From the line holding "cat's front paw." through the end of the records, inclusive, rename "put a dot on" to "place a marker on" and write those lines out again with nothing else changed.

Point labeling records:
• • • •
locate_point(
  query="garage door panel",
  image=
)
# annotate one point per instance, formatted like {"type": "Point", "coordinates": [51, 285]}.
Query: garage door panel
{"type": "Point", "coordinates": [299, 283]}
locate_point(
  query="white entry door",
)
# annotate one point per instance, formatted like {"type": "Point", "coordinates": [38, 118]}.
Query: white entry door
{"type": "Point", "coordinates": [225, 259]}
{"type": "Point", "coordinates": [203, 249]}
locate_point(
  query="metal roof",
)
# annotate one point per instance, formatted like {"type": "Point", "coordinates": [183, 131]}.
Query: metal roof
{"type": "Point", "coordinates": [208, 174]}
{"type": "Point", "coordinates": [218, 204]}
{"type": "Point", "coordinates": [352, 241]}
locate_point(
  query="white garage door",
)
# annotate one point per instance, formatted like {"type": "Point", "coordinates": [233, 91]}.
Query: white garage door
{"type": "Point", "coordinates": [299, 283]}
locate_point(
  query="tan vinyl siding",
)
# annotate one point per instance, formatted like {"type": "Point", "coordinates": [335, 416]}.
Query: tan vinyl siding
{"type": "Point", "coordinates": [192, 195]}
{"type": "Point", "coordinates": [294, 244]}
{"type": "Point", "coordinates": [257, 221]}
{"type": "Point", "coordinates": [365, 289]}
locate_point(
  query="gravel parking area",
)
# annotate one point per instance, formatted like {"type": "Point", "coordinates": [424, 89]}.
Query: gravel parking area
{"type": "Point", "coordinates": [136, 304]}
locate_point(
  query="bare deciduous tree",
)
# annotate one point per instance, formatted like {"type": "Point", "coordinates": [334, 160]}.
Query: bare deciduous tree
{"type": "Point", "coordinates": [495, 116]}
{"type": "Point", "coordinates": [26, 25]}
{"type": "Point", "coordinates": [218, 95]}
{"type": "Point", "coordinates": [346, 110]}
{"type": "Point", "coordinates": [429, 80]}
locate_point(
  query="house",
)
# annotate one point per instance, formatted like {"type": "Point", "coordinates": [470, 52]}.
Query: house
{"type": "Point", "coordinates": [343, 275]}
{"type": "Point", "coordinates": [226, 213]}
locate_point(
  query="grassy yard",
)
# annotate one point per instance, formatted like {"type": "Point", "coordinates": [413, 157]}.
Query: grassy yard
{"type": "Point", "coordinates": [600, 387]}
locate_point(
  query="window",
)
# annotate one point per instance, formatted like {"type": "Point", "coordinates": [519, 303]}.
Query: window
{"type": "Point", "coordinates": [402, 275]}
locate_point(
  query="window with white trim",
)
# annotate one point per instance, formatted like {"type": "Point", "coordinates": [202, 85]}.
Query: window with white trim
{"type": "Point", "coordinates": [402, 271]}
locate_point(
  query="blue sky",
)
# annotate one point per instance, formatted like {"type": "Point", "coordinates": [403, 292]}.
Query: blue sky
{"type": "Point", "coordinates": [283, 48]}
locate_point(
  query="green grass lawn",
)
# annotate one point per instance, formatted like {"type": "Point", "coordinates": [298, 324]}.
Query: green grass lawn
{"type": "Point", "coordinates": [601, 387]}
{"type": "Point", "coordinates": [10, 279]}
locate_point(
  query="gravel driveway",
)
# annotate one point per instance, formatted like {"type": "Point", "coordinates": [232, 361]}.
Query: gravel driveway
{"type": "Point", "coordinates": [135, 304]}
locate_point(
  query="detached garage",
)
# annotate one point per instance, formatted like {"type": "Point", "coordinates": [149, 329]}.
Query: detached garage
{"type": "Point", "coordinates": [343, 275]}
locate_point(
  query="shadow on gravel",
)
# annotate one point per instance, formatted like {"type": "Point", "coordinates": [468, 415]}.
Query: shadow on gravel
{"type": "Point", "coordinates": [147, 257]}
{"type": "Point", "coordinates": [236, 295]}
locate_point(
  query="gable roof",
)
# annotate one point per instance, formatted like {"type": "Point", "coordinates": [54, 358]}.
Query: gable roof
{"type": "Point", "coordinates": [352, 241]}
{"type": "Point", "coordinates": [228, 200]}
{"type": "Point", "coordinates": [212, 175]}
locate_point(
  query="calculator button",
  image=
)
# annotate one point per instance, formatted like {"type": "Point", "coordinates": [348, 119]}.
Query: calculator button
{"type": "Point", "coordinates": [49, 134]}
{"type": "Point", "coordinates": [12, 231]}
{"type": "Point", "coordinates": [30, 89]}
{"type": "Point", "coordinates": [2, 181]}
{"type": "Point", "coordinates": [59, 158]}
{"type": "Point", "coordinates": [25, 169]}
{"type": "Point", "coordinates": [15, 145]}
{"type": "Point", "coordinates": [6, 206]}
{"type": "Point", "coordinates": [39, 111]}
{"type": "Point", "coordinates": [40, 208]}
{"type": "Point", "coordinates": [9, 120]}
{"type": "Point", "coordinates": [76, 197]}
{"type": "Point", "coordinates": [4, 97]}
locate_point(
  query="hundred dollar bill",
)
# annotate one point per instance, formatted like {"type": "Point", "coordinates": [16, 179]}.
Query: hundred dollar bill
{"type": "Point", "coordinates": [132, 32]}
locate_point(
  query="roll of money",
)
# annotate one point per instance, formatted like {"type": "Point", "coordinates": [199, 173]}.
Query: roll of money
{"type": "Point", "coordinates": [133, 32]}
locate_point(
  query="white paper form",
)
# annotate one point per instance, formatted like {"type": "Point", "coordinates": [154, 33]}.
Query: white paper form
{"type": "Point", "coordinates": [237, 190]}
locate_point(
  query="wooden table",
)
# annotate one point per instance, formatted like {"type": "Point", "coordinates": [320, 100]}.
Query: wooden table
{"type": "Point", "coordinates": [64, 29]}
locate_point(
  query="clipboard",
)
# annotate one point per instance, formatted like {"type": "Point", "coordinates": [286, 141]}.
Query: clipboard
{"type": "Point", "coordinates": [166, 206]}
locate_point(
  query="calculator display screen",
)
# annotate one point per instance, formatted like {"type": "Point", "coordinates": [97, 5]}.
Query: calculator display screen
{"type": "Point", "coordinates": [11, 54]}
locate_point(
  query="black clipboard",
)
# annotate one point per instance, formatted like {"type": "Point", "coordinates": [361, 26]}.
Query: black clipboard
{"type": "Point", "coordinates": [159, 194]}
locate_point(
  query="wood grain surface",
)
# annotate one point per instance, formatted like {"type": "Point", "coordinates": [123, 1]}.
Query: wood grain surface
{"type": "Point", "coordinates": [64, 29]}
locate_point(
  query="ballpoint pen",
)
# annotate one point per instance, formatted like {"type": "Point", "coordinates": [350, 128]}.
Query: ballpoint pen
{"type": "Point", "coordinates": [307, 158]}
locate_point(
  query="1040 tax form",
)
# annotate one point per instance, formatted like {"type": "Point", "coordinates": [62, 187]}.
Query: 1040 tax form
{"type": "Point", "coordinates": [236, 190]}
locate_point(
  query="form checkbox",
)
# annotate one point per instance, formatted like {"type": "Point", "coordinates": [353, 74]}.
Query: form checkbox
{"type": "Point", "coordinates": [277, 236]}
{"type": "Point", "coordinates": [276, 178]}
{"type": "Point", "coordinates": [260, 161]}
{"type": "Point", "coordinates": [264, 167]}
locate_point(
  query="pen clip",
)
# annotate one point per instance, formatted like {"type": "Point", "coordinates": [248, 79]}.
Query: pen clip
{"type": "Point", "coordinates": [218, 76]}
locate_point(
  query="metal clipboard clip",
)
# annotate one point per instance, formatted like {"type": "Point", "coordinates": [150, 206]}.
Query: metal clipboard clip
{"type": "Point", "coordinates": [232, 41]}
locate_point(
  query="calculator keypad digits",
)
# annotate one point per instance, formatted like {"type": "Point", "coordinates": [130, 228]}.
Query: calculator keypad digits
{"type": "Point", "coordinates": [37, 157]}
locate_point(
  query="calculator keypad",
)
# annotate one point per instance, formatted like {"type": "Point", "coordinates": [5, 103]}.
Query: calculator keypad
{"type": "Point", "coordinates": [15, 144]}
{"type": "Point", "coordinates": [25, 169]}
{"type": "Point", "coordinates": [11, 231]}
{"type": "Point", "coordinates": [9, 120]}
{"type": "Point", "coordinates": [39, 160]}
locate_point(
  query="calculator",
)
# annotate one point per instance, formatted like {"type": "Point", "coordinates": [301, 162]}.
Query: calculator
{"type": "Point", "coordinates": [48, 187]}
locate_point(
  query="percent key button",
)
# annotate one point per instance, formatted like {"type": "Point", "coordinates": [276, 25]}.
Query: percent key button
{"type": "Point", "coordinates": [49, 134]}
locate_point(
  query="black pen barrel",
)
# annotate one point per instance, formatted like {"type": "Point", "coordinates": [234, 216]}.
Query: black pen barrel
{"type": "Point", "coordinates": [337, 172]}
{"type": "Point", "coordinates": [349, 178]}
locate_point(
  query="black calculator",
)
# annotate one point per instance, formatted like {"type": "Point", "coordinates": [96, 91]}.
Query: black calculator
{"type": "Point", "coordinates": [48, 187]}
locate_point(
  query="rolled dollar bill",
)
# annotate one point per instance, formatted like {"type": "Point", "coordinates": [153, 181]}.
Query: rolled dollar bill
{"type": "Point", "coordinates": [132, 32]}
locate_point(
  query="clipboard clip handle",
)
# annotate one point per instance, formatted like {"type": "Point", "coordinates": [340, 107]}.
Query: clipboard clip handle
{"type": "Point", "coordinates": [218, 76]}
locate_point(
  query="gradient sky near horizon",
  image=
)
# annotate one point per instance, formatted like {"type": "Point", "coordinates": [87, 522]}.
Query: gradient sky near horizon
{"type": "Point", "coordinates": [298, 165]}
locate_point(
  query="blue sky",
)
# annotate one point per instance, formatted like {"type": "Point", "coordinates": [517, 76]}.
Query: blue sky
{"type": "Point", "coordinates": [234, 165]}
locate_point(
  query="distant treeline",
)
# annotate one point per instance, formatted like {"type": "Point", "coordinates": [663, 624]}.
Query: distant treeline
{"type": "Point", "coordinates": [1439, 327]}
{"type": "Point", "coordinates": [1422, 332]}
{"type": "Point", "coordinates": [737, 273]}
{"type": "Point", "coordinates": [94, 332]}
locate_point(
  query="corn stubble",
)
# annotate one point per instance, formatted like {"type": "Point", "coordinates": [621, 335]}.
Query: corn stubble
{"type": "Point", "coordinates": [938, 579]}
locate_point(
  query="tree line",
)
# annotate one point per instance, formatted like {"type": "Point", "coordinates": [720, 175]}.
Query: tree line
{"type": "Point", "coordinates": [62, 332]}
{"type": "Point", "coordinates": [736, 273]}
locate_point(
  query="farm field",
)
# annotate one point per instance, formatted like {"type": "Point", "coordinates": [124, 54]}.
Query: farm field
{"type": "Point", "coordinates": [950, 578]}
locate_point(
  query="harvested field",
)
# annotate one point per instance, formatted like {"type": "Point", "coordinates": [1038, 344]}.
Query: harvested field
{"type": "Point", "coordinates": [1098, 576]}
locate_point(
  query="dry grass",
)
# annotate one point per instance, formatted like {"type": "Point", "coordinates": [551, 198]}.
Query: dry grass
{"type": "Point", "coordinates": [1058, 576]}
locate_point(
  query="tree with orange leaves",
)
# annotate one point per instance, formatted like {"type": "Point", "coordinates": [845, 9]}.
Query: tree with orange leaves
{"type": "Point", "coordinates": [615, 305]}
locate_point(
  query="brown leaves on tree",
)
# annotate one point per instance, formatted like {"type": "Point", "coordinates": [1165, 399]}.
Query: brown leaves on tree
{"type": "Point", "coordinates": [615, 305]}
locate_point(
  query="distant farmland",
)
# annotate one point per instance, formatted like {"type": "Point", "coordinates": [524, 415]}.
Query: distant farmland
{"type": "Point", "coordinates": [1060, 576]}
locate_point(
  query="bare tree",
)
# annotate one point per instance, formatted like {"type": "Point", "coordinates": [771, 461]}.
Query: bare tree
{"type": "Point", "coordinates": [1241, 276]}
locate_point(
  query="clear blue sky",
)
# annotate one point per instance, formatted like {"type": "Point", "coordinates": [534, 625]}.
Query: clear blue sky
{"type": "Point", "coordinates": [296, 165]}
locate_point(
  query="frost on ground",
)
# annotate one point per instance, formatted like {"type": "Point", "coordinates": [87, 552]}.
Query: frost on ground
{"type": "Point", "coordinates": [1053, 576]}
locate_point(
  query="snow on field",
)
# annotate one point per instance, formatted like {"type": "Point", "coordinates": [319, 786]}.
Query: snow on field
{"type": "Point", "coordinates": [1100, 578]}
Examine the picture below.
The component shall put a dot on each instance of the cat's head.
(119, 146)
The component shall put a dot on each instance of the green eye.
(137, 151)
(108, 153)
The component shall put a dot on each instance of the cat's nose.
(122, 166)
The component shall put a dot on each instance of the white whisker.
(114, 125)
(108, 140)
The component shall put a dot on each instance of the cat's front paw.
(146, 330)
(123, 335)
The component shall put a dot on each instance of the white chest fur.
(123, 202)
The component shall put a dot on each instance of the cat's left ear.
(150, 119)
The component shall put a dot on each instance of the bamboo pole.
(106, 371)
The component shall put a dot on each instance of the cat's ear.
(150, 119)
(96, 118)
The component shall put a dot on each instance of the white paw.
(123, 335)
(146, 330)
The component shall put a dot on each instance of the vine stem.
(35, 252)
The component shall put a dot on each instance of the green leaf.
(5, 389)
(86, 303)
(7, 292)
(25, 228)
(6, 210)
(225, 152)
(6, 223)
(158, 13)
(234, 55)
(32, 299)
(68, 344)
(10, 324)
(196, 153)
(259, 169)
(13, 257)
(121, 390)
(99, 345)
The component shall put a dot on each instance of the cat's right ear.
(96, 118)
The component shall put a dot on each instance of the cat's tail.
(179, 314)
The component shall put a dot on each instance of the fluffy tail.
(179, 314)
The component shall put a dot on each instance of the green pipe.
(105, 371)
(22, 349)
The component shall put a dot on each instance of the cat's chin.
• • • •
▶ [FINAL RESULT]:
The component shall place a marker on each instance of the cat's front paw.
(146, 330)
(123, 335)
The component shall place a marker on each instance of the white chest fur.
(123, 202)
The component shall place a marker on each instance of the cat's left ear.
(150, 119)
The component shall place a marker on each instance of the bamboo pole.
(106, 371)
The component shall place a marker on each instance of the cat's ear.
(150, 119)
(96, 118)
The component shall place a marker on each instance of the white paw.
(123, 335)
(146, 330)
The component shall place a marker on each instance of the vine stem.
(35, 252)
The component shall place a marker on each instance of the green leaf.
(5, 389)
(86, 303)
(7, 292)
(25, 228)
(6, 210)
(225, 152)
(6, 223)
(158, 13)
(234, 55)
(32, 299)
(68, 344)
(10, 324)
(196, 153)
(259, 169)
(13, 257)
(121, 390)
(99, 345)
The component shall place a marker on each instance of the cat's right ear.
(96, 118)
The component shall place a marker on each instance of the cat's tail.
(179, 314)
The component shall place a marker on each instance of the fluffy tail.
(179, 314)
The component shall place a marker on each instance of the green pipe.
(105, 371)
(22, 349)
The component shall place a marker on each instance of the cat's chin.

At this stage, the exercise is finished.